Direction: Repeat each line of the material below exactly as it appears, minus any pictures.

Point-based annotation data
..............................

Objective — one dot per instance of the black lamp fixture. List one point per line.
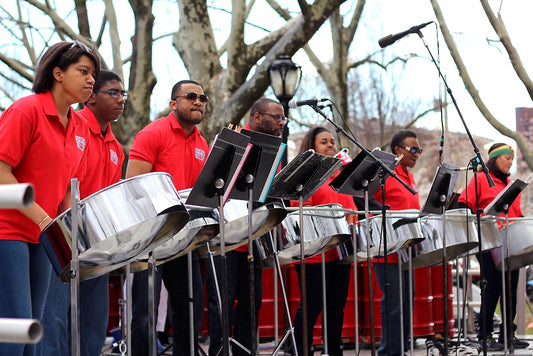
(285, 76)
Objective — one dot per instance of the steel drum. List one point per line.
(402, 227)
(520, 241)
(460, 234)
(345, 250)
(116, 224)
(201, 227)
(324, 227)
(264, 218)
(490, 234)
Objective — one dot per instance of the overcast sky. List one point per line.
(488, 65)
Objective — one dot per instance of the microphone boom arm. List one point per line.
(449, 91)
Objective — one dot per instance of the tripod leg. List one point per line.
(286, 305)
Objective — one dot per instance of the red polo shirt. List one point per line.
(104, 157)
(487, 194)
(327, 195)
(35, 142)
(399, 198)
(163, 144)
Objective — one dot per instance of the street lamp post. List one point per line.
(285, 76)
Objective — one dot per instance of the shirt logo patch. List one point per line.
(199, 154)
(80, 142)
(113, 155)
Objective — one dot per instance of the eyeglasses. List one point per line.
(277, 117)
(114, 93)
(193, 96)
(412, 150)
(80, 45)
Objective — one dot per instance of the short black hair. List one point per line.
(399, 136)
(260, 105)
(308, 141)
(62, 55)
(178, 85)
(106, 76)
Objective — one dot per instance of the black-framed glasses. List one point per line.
(114, 93)
(277, 117)
(412, 150)
(193, 96)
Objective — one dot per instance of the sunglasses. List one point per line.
(277, 117)
(412, 150)
(114, 93)
(193, 96)
(80, 45)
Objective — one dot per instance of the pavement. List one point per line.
(421, 347)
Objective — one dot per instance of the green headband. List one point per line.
(502, 150)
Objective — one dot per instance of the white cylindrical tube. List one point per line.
(14, 196)
(20, 331)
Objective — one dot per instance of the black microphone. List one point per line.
(294, 104)
(390, 39)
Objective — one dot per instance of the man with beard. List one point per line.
(266, 116)
(173, 145)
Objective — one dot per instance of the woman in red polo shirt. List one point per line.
(337, 275)
(42, 142)
(501, 158)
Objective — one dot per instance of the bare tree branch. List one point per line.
(83, 17)
(501, 31)
(111, 17)
(470, 87)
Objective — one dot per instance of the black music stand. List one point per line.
(212, 188)
(500, 205)
(356, 179)
(252, 184)
(439, 195)
(299, 180)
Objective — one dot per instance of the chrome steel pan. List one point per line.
(264, 218)
(520, 235)
(324, 227)
(402, 227)
(116, 224)
(456, 226)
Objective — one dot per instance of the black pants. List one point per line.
(175, 275)
(493, 293)
(337, 283)
(237, 301)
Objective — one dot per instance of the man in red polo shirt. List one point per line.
(404, 144)
(104, 157)
(266, 116)
(174, 145)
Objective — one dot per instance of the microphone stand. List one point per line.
(449, 91)
(338, 128)
(383, 167)
(475, 161)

..............................

Exercise response:
Objective — one dot per instance of the black lamp fixture. List one point per line.
(285, 76)
Objective — one dot per instance of the steel drum. List one point per line.
(402, 227)
(520, 241)
(460, 234)
(345, 250)
(116, 224)
(201, 227)
(324, 227)
(264, 218)
(490, 234)
Objective — one dot per instance of the overcast sky. List one point per line.
(488, 65)
Objective — one dot per instance of the microphone boom arm. List one point per line.
(449, 91)
Objective — one dot per instance of the tripod leg. List one point per line.
(286, 305)
Objective — one dot per instance of the red polo shirt. List one point per line.
(104, 157)
(487, 194)
(327, 195)
(35, 142)
(399, 198)
(163, 144)
Objective — one dot per instance of the street lamp post. List one point per line.
(285, 76)
Objective — one dot per instance of the shirt logo patch. List one point per line.
(199, 154)
(80, 142)
(113, 155)
Objective — one dot per instance of the eyeglasses. List one point per line.
(277, 117)
(114, 93)
(193, 96)
(412, 150)
(80, 45)
Objective — one dot per instance of the short black hair. List one point per line.
(399, 136)
(260, 105)
(308, 141)
(62, 55)
(178, 85)
(106, 76)
Objective — one dot per instance of the black-framed glasses. List one point per line.
(114, 93)
(277, 117)
(412, 150)
(193, 96)
Objective — one dot per instance of the sunglasses. List one point per line.
(277, 117)
(412, 150)
(114, 93)
(193, 96)
(80, 45)
Objective — one dot per instance of the pavement. List one point per line.
(421, 347)
Objective — one dot per instance of the green headband. List one point per line.
(502, 150)
Objective — one dot per instance of the white cylindrical tube. List one point per line.
(14, 196)
(20, 331)
Objective — one dot per instance of the black microphone. List one point per line.
(294, 104)
(390, 39)
Objective — one dot per instance of the man with beard. List one point per line.
(266, 116)
(173, 145)
Objective — one dot per instance of the woman in red polo shirt. List one point per line.
(337, 275)
(42, 142)
(501, 158)
Objective — one dot per instance of the bare tree branch. List one point per line.
(83, 17)
(501, 31)
(111, 17)
(470, 87)
Objective — one dot per instance of the black music stand. List one point per line.
(212, 188)
(500, 205)
(356, 179)
(252, 184)
(439, 195)
(299, 180)
Objective — one dot per instance of the chrome steel pan. List one point per line.
(264, 218)
(520, 235)
(324, 227)
(402, 227)
(116, 224)
(456, 226)
Objective — one dot per instance of the black pants. List one point per line.
(175, 275)
(493, 293)
(337, 283)
(237, 301)
Objective — one dot per instance of the man in red polo shirt. List one point per line.
(404, 144)
(104, 157)
(266, 116)
(174, 145)
Objective — one dot per instance of the microphone stand. List one point per line.
(449, 91)
(338, 128)
(383, 167)
(475, 161)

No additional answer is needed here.